=== Records ===

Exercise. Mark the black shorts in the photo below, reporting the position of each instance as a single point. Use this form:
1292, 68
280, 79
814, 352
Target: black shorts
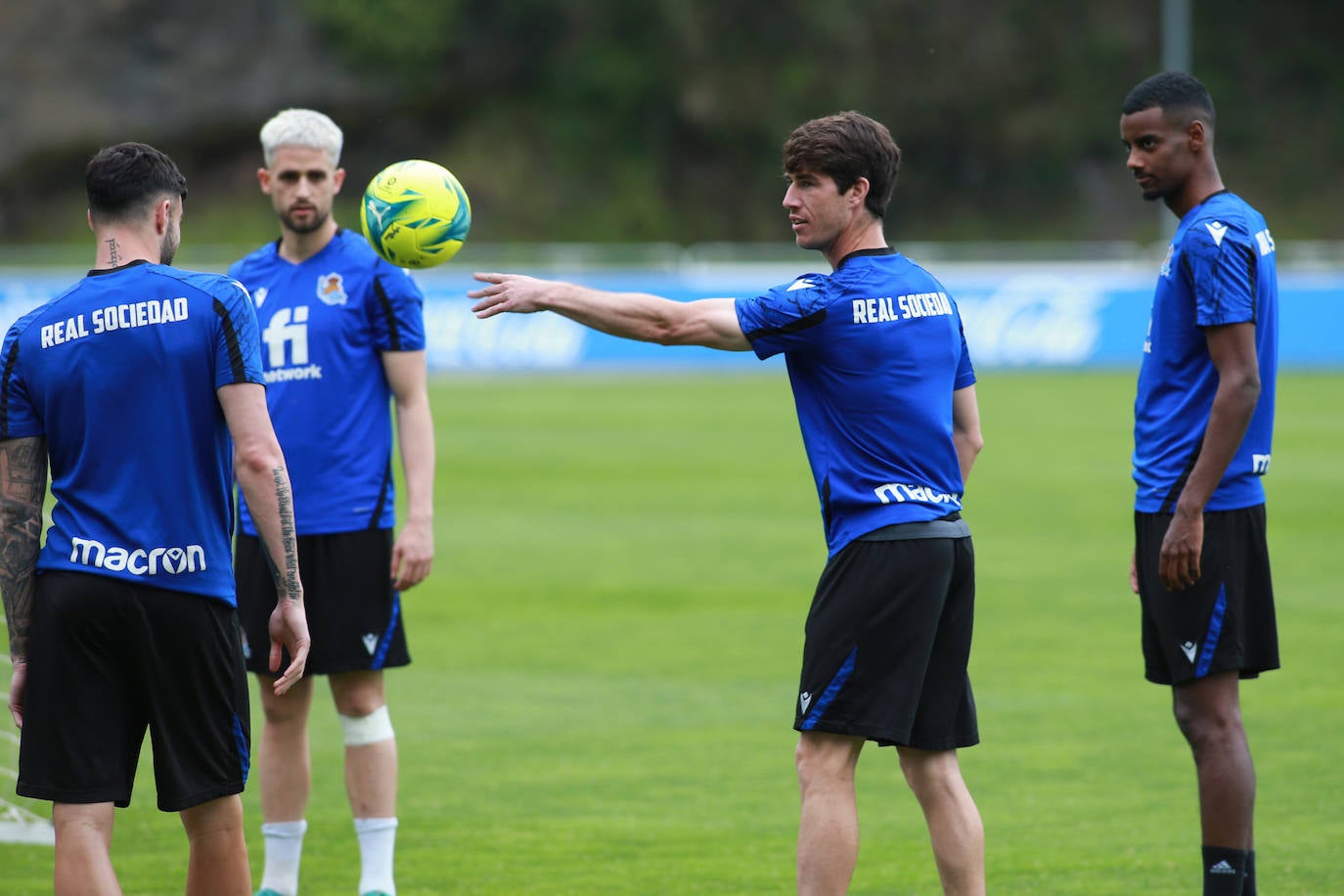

===

_What is being asked_
State how many lines in the entries contain the string "black", counting only occurrences whose letter case matches exactly. Give the number alone.

_Response to the exercise_
2